■ **Your instructions**
In the entries that follow, the lines from the line containing "Each instance of the flower petal" up to and including the line containing "Each instance of the gravel pile" must be copied exactly, with pictures omitted.

■ **Extracted material**

——————————

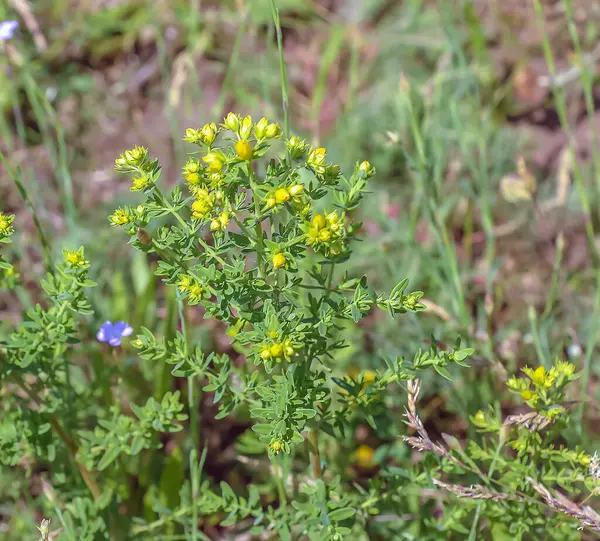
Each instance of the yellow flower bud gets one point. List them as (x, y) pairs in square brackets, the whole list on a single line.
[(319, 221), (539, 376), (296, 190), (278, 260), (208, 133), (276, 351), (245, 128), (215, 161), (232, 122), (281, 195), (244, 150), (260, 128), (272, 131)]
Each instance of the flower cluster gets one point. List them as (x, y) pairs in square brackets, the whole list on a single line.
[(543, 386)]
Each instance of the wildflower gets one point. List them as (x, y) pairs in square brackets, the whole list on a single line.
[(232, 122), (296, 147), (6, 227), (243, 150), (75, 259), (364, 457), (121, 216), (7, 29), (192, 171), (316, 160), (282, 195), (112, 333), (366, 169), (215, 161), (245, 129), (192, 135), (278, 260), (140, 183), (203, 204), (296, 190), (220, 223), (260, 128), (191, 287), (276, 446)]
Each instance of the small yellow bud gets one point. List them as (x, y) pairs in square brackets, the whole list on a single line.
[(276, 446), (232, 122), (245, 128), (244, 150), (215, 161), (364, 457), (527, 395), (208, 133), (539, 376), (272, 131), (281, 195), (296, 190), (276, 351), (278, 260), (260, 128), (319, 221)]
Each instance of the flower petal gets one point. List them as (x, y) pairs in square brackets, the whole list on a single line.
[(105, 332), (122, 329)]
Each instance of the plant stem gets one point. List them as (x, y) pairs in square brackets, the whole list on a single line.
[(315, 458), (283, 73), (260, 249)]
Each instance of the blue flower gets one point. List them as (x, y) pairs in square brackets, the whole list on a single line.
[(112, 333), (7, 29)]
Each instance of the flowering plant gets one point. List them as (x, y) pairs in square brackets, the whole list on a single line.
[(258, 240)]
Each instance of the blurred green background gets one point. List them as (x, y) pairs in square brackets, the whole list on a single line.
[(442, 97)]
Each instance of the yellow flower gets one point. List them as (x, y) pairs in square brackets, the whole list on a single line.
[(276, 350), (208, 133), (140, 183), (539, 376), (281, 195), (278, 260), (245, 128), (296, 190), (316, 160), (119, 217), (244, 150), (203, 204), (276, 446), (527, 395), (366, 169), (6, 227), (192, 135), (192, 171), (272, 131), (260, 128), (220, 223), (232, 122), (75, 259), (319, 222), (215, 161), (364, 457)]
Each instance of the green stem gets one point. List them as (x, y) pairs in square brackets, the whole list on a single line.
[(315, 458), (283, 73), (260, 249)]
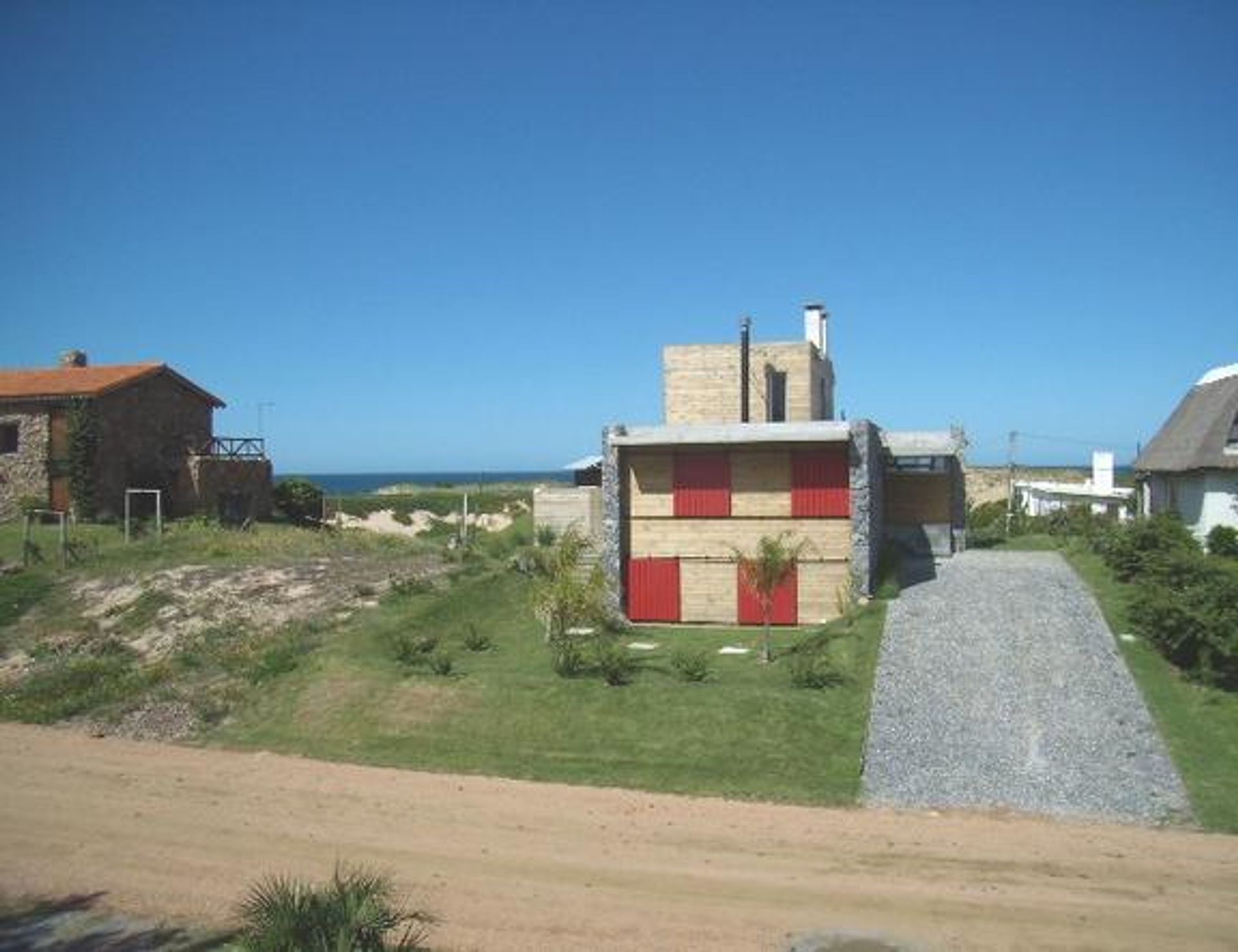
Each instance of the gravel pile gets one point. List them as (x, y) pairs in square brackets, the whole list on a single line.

——————————

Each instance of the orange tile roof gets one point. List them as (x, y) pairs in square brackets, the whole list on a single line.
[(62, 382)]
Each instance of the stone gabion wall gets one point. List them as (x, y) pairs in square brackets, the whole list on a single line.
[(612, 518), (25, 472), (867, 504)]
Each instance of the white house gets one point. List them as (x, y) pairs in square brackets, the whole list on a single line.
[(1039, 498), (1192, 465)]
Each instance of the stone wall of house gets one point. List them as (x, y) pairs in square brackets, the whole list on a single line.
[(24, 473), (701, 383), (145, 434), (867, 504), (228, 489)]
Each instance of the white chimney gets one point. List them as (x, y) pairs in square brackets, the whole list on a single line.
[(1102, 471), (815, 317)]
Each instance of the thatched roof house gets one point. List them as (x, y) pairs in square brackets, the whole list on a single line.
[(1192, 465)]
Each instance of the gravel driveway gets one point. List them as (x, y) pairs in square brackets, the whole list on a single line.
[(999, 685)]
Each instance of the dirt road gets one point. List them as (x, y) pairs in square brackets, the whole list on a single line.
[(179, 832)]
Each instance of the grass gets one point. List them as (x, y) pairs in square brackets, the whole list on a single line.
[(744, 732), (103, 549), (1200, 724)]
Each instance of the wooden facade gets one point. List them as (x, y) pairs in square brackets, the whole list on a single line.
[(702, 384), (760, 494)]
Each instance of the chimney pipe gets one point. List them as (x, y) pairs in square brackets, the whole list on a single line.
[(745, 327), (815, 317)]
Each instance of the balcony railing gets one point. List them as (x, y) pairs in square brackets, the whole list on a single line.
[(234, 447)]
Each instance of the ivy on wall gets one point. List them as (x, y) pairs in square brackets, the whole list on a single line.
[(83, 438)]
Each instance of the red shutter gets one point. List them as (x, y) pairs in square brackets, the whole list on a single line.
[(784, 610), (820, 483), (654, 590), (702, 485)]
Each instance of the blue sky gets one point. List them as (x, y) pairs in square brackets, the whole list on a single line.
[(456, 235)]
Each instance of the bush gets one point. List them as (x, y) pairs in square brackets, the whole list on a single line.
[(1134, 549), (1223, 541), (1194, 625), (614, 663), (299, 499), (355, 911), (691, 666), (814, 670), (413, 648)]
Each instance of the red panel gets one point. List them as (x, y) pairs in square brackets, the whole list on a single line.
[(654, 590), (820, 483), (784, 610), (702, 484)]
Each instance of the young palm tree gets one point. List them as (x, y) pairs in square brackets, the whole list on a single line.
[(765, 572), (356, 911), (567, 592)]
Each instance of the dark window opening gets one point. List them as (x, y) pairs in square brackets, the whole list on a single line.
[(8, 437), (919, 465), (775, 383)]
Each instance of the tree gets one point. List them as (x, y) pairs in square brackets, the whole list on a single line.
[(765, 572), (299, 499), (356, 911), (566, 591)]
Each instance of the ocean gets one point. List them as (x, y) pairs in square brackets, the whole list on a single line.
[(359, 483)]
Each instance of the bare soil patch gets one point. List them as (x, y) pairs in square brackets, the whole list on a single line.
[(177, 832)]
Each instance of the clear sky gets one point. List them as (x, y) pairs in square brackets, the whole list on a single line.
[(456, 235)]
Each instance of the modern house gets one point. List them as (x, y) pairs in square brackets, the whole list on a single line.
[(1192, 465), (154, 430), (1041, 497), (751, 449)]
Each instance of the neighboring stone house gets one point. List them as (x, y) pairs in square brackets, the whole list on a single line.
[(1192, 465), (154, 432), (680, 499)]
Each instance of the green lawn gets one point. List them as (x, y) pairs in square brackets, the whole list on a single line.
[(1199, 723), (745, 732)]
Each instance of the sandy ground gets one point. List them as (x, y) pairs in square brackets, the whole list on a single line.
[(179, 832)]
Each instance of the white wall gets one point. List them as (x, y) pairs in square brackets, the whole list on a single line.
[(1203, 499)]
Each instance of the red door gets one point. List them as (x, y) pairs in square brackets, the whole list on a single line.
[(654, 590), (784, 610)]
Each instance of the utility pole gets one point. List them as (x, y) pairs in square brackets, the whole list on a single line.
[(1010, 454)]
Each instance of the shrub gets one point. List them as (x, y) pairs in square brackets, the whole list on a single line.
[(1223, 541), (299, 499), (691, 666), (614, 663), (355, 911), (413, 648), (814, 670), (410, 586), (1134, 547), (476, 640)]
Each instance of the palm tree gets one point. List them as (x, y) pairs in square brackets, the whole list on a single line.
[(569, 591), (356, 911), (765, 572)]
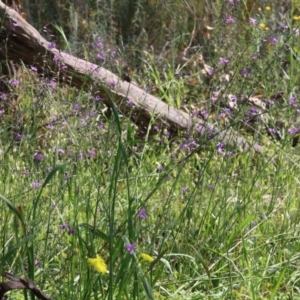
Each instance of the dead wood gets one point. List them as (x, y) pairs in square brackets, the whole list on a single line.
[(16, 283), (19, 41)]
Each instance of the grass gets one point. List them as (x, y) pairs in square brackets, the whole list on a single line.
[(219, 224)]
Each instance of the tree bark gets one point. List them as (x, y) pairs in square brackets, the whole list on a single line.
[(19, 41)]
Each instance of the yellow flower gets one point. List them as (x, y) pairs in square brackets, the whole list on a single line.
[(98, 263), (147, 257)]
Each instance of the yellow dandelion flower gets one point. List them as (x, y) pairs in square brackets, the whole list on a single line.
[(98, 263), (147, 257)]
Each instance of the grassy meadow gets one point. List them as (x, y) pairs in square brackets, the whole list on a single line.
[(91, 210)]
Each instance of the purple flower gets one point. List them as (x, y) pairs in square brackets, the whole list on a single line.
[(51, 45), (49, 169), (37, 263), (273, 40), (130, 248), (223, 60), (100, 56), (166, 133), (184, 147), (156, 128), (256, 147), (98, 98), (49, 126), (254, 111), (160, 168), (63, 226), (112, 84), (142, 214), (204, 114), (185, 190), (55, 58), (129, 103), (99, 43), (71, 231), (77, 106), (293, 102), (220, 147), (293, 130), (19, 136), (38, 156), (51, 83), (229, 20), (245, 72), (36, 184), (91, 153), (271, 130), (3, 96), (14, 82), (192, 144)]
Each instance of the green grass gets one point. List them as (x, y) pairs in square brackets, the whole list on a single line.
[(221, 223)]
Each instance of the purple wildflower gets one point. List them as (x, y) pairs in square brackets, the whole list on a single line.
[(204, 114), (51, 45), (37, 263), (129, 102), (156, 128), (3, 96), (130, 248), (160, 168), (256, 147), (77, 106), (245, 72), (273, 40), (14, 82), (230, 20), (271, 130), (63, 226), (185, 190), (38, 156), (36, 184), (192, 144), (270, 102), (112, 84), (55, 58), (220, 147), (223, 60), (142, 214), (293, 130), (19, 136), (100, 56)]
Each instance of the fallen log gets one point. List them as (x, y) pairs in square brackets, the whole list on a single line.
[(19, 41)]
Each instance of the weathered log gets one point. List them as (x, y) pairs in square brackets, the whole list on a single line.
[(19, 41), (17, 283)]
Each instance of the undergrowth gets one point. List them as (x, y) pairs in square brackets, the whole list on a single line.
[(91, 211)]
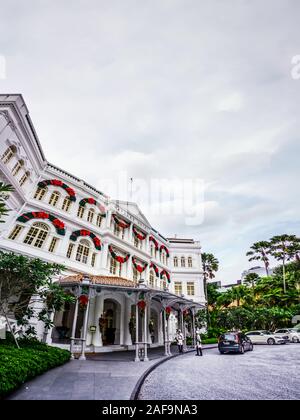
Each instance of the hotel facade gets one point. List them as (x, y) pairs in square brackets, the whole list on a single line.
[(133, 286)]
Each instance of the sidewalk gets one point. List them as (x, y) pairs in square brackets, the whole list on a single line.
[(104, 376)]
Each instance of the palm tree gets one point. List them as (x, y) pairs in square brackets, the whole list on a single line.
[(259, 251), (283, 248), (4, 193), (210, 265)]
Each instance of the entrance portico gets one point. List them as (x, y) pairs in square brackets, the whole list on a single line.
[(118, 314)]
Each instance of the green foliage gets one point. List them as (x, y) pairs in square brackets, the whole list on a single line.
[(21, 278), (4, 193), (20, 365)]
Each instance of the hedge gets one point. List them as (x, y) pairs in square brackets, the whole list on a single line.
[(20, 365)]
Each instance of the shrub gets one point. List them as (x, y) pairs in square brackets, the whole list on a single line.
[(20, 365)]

——————————

■ **Answer space**
Each instance of the flower petal gets one point. List them as (x, y) pairs in square brackets, the whole list on a single line.
[(105, 332), (122, 329)]
Each instance of the plant stem gets one point. List them as (x, y) pairs in square brackets, the whole list on a single line.
[(315, 458), (283, 73), (260, 249)]
Each instance of the blue flower gets one point. List them as (x, y) pairs in square brackets, the whole list on a single line.
[(112, 333), (7, 29)]
Each instance of the flowering plant gets one point. List them as (x, y) pairs in square brackets, the whole list on a single line.
[(258, 240)]
Each instance of the blurred green background gets one point. List them as (x, y) pairs in square brackets, the whole list on a single line.
[(442, 97)]
Each instance of the yellow flower gets one point. List them as (x, y) pairs in square brackets, the whole list on a single line.
[(276, 350), (208, 133), (140, 183), (539, 376), (281, 195), (278, 260), (245, 128), (296, 190), (316, 160), (119, 217), (244, 150), (203, 204), (276, 446), (527, 395), (366, 169), (6, 227), (192, 135), (192, 171), (272, 131), (260, 128), (220, 223), (232, 122), (75, 259), (319, 222), (215, 161), (364, 457)]
Each instance of the green stem gets one point. List them as (x, y) pairs in square brackets, the whole list on a single line.
[(315, 458), (283, 73), (260, 249)]
Each instance of the gravel pile gets one point. List them as (x, y) pairs in square brackets, the whole list on a single line.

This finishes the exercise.